>> start DATASET CONTENT
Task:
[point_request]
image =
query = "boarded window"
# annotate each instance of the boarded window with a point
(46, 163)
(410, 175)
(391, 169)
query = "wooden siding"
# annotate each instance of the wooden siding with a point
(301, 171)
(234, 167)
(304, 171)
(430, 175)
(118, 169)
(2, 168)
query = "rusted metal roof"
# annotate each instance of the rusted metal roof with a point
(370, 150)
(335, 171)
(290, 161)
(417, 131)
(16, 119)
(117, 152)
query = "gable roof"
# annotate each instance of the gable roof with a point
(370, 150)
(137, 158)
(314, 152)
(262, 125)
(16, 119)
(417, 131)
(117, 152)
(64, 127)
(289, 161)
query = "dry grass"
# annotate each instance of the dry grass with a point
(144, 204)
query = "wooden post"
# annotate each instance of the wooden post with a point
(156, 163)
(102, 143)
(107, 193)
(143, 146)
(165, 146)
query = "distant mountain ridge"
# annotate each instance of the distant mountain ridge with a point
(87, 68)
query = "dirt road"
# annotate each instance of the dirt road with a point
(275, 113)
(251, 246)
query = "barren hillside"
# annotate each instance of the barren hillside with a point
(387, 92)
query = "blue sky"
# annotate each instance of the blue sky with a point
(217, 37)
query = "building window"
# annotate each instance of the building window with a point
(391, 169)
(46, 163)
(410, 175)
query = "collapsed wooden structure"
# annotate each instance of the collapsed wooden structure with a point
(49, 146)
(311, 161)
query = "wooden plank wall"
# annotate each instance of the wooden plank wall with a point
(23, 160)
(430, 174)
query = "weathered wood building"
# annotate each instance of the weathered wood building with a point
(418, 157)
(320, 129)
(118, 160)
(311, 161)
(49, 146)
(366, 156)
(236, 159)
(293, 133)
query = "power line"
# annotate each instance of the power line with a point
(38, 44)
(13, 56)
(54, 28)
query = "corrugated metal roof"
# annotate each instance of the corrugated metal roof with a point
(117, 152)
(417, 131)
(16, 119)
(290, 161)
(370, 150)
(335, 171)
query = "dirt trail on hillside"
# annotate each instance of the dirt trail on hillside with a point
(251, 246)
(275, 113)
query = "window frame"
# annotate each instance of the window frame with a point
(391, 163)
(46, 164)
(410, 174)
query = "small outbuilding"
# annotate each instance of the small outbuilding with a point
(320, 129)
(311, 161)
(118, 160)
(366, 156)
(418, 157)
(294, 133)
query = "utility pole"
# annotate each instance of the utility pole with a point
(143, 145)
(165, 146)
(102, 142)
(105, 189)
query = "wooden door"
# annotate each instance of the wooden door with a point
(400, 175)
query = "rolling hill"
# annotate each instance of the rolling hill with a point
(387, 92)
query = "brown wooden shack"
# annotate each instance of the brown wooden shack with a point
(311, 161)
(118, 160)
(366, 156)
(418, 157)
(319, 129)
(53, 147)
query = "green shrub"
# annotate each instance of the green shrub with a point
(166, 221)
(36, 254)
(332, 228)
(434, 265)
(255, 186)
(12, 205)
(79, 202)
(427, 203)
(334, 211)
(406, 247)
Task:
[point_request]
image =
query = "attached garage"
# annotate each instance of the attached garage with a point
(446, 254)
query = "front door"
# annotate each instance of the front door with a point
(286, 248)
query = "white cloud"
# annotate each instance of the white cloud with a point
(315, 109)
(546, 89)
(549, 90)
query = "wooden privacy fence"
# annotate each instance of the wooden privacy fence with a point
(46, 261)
>> end DATASET CONTENT
#### DESCRIPTION OF THE TASK
Locate each line in the entries above that contains the string "road", and copy every such line. Case counts when matching.

#### CORRECT ANSWER
query = "dirt road"
# annotate each instance of the dirt road with a point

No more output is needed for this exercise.